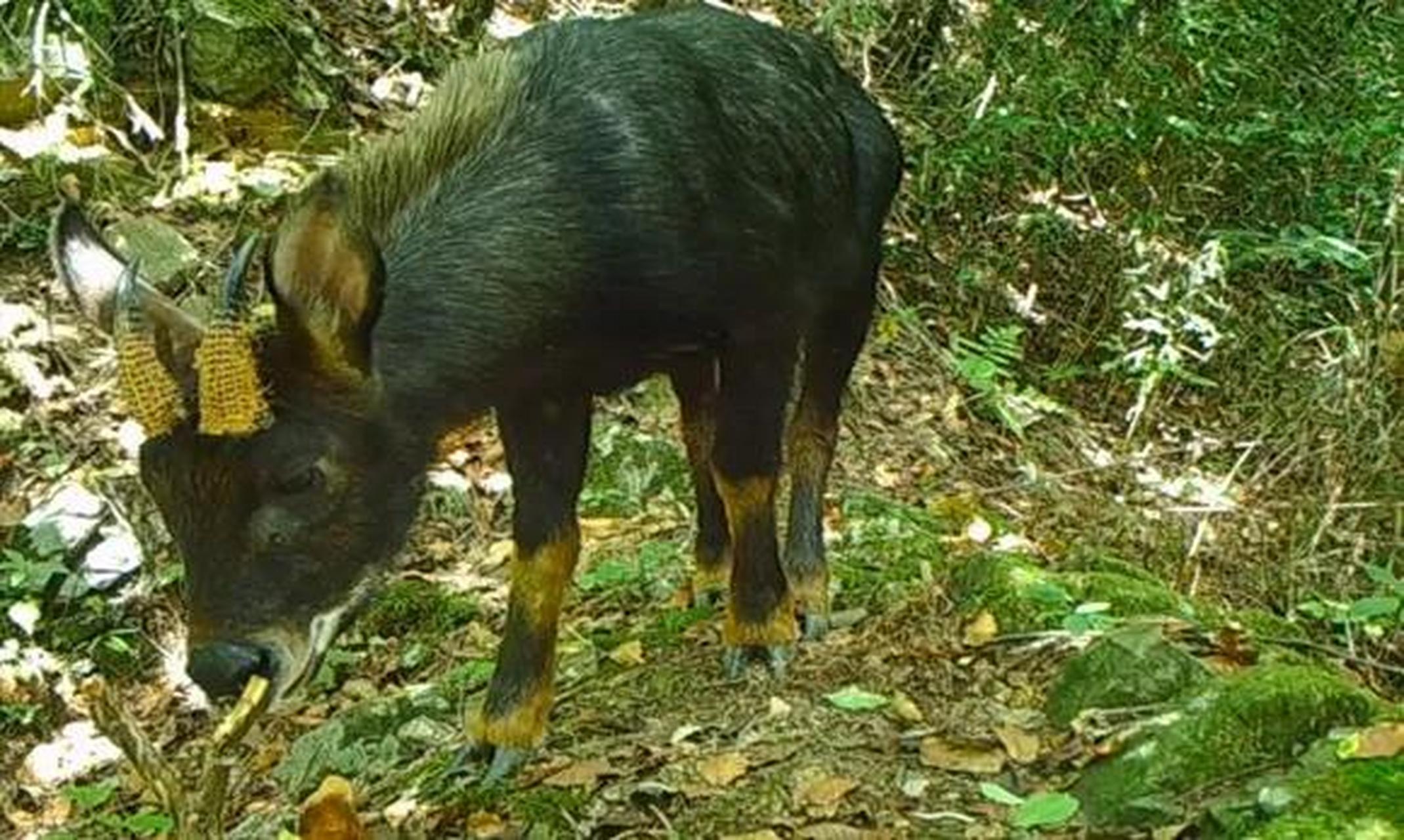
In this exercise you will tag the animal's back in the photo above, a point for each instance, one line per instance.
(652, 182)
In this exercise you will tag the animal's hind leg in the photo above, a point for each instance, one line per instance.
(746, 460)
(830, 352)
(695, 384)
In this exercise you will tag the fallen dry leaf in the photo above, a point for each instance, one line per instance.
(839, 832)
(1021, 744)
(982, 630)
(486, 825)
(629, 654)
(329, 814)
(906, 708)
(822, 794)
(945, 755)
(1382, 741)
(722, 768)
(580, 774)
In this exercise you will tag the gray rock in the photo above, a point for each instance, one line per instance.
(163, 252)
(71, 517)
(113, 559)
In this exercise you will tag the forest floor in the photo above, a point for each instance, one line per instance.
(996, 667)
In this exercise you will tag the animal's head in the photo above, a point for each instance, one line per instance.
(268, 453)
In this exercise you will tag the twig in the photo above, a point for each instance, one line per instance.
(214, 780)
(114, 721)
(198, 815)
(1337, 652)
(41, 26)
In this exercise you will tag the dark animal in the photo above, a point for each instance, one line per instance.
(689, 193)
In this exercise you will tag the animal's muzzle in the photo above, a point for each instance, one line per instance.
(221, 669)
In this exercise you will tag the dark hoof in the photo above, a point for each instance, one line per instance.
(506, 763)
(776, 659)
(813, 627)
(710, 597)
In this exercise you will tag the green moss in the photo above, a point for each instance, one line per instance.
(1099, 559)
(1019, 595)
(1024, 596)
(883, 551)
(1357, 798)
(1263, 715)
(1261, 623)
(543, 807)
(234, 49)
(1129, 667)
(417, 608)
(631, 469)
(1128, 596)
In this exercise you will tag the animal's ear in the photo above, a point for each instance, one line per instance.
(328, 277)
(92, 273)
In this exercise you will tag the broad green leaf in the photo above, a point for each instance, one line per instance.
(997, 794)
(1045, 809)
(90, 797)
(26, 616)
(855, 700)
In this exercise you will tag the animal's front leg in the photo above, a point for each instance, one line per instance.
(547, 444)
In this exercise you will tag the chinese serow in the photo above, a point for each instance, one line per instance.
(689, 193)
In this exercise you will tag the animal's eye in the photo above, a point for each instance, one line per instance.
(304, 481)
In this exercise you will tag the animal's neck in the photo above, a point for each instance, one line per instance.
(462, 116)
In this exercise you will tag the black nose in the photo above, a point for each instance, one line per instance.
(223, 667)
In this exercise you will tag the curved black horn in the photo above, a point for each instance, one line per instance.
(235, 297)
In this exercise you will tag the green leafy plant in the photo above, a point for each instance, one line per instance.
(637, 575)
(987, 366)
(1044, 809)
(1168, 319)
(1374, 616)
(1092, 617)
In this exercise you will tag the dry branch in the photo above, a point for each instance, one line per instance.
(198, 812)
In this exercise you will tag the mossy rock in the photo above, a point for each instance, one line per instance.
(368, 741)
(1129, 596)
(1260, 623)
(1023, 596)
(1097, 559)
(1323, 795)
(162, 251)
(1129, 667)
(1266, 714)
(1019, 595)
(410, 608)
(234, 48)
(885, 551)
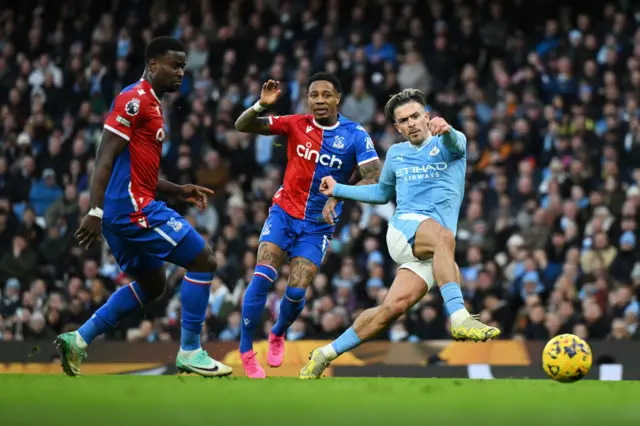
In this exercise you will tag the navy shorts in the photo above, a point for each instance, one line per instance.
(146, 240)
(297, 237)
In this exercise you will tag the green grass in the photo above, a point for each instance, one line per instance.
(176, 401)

The exercise: Render the stretch of the data from the line containing "In this exercise you will tag the animal's head" through the line containing "(1092, 617)" as a JSON list of strings, one string per line, omitting any blank lines.

Correct result:
[
  "In this exercise you will tag the animal's head in the photo above, a point for each instance, one line per instance.",
  "(268, 453)",
  "In this exercise you will tag the twig in the photo above, a point for each instance, one line per instance.",
  "(214, 780)",
  "(114, 721)",
  "(198, 815)",
  "(1337, 652)",
  "(41, 26)",
  "In this exercise you will tag the dark animal in the photo above, a point for each instance, one line per instance.",
  "(689, 193)",
  "In this exercise you will tag the animal's muzzle in the photo above, a point for each instance, one line per instance.",
  "(221, 669)",
  "In this exercise you will tag the dark hoof in the photo above, a point for each instance, one line per instance.",
  "(506, 763)",
  "(776, 659)",
  "(813, 627)",
  "(710, 597)",
  "In this exercise you will tag the green moss in the photo above, a point for each instance, one line per instance.",
  "(1099, 559)",
  "(1019, 595)",
  "(1024, 596)",
  "(883, 551)",
  "(1357, 798)",
  "(1263, 715)",
  "(1261, 623)",
  "(543, 807)",
  "(234, 49)",
  "(1129, 667)",
  "(417, 608)",
  "(631, 469)",
  "(1128, 596)",
  "In this exercise you will tag the animal's ear in the photo above, a point for each instance, one line per instance.",
  "(328, 277)",
  "(92, 273)",
  "In this exercise you will tag the broad green leaf in the photo above, a point for each instance, one line per instance.",
  "(997, 794)",
  "(1045, 809)",
  "(90, 797)",
  "(26, 616)",
  "(855, 700)",
  "In this exercise you will tag the animal's front leg in the photo above, a point for each instance, one line per instance.",
  "(547, 444)",
  "In this exercise you will tag the chinese serow in the photo above, a point for each instance, one line per instance.",
  "(689, 193)",
  "In this exercise you will tag the animal's eye in the photo above, a point for each instance, one line per instance.",
  "(304, 481)",
  "In this exercise you will tag the animal's neck in the photo above, a point for each instance, one line per instance.",
  "(462, 116)",
  "In this exercise you will tag the black nose in the photo above, a point for each instance, one line per instance.",
  "(223, 667)",
  "In this exercise you will tag the curved black horn in the photo above, a point for each instance, one line per instance.",
  "(235, 297)",
  "In this exercise you will tag the green leafy plant in the photo above, a point for each instance, one line per instance.",
  "(637, 575)",
  "(987, 366)",
  "(1044, 809)",
  "(1168, 319)",
  "(1374, 616)",
  "(1092, 617)"
]